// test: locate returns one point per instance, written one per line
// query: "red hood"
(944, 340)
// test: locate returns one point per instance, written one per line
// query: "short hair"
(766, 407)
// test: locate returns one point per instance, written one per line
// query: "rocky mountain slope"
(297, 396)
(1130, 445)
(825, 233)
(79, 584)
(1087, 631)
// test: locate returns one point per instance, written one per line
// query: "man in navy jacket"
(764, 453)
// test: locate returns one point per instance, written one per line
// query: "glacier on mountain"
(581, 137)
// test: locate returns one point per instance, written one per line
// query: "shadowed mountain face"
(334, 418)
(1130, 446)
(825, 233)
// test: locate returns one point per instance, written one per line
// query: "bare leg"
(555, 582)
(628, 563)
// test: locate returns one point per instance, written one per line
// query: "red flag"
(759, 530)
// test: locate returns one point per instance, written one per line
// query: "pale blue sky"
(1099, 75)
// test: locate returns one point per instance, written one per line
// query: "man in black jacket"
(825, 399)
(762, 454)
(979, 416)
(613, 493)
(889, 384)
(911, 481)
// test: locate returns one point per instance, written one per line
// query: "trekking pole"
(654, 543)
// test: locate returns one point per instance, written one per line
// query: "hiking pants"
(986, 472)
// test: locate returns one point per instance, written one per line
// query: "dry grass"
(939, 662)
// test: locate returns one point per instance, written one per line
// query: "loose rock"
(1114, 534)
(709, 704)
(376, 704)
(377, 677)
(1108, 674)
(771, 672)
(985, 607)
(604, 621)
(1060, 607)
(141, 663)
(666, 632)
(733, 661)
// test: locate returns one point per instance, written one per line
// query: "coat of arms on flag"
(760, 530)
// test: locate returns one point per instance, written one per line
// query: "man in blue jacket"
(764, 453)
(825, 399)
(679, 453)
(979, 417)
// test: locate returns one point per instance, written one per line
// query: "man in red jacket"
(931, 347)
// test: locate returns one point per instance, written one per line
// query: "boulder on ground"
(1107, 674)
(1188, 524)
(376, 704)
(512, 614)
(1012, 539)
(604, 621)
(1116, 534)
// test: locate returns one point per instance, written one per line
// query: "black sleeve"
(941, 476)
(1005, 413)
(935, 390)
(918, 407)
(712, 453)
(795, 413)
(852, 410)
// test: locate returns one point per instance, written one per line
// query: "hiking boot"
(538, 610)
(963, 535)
==================================================
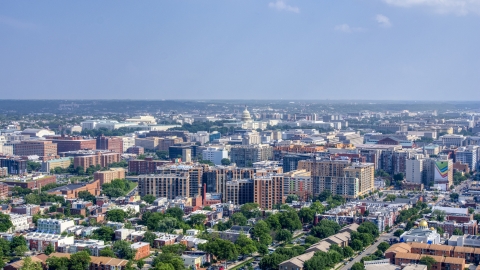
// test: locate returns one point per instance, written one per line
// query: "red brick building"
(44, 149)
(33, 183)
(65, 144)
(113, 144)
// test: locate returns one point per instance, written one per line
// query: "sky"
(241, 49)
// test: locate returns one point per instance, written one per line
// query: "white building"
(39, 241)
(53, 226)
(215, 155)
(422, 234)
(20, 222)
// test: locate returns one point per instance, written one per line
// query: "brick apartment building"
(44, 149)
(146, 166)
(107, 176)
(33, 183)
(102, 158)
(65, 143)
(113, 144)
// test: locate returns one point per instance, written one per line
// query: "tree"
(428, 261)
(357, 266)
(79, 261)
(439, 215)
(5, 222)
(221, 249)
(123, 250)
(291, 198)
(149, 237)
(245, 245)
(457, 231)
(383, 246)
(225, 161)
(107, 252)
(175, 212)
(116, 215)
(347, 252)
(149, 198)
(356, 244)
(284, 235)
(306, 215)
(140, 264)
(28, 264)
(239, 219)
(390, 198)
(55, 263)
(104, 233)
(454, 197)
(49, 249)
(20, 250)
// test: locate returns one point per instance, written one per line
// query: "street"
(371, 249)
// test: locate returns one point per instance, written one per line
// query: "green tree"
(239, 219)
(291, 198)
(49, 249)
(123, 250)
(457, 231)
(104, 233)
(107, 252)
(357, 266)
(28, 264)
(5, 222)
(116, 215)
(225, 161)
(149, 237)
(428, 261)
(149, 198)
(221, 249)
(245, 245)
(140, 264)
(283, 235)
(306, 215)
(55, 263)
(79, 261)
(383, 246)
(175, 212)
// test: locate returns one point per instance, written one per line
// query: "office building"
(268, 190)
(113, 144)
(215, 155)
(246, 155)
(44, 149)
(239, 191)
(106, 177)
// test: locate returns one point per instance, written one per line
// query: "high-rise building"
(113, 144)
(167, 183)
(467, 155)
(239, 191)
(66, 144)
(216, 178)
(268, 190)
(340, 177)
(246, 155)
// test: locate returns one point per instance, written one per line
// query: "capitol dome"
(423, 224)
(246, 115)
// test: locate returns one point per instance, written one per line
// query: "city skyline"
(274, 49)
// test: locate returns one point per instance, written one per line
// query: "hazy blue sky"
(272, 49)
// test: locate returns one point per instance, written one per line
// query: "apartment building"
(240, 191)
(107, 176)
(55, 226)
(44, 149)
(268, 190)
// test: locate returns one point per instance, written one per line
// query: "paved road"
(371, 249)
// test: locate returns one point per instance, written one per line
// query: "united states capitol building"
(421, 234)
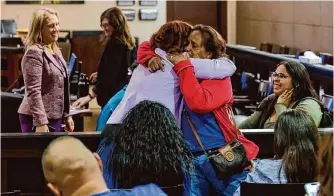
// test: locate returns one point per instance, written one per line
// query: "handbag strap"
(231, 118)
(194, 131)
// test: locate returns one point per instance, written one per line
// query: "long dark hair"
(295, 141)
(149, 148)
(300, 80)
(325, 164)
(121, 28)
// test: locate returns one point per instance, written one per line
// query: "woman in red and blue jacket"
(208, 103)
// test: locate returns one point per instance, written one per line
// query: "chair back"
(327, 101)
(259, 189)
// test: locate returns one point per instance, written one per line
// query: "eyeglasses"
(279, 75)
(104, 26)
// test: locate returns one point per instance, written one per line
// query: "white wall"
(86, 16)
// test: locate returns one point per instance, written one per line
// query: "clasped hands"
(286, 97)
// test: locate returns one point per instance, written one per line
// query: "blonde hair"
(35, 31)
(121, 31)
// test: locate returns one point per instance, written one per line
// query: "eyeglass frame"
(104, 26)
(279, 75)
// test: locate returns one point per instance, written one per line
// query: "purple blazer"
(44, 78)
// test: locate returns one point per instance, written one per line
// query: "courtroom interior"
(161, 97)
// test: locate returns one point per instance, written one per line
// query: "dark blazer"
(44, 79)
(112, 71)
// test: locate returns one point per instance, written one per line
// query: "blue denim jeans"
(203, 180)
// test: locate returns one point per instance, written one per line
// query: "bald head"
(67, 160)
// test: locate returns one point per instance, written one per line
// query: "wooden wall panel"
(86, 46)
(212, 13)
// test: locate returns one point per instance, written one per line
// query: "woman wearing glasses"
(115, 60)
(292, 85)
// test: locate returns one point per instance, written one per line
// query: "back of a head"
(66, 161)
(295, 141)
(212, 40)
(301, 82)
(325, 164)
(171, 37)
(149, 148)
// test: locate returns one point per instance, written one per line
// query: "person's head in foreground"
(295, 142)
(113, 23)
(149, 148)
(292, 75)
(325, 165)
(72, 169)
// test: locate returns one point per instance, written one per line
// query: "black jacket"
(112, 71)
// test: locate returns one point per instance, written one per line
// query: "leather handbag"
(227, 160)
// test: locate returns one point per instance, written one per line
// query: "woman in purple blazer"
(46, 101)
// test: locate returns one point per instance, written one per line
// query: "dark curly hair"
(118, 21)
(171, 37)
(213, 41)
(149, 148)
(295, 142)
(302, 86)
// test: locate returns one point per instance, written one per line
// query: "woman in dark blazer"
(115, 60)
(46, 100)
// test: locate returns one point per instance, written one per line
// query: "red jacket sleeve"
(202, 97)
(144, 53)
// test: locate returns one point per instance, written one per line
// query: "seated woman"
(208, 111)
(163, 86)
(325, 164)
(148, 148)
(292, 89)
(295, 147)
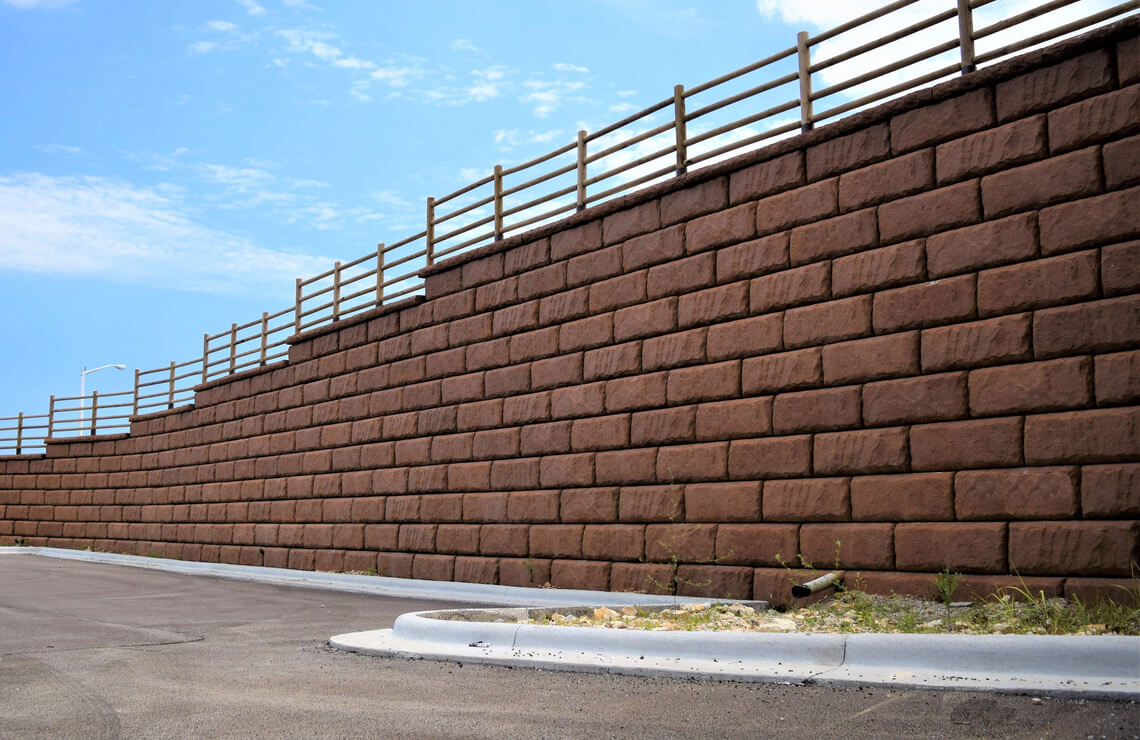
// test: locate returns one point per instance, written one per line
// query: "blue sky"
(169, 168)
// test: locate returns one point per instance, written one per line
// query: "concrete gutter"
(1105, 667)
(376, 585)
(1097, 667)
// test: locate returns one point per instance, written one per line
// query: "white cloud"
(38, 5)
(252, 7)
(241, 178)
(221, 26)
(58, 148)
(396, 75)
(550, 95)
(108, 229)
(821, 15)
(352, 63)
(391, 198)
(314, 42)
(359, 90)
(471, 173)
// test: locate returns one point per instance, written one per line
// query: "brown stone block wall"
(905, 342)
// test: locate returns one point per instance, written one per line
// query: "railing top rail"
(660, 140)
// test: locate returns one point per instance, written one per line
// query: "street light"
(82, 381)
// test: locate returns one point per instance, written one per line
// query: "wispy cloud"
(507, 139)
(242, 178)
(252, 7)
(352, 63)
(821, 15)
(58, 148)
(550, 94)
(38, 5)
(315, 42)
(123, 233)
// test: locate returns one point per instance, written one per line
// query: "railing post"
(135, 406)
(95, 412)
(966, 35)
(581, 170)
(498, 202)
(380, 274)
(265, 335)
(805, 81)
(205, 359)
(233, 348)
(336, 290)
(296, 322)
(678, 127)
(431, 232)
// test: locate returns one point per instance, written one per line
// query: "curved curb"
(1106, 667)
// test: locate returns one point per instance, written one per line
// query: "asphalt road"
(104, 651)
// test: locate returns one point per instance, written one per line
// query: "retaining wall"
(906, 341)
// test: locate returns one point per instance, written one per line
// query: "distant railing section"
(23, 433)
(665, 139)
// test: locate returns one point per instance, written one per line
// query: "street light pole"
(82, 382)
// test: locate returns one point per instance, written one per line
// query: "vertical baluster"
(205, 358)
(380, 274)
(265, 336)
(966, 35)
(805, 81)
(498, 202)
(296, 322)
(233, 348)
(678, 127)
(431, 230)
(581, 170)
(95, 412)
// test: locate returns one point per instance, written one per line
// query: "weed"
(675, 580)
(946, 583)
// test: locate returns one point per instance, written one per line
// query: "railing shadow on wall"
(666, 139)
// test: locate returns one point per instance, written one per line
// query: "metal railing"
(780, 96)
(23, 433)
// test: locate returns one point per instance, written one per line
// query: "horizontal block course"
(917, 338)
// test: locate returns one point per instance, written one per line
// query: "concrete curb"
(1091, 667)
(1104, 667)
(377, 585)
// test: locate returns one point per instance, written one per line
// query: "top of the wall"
==================================================
From the entries above, extract every line that contains the word "capitol" and copy each of those lines in full.

// query: "capitol dome"
// query: "united states capitol building"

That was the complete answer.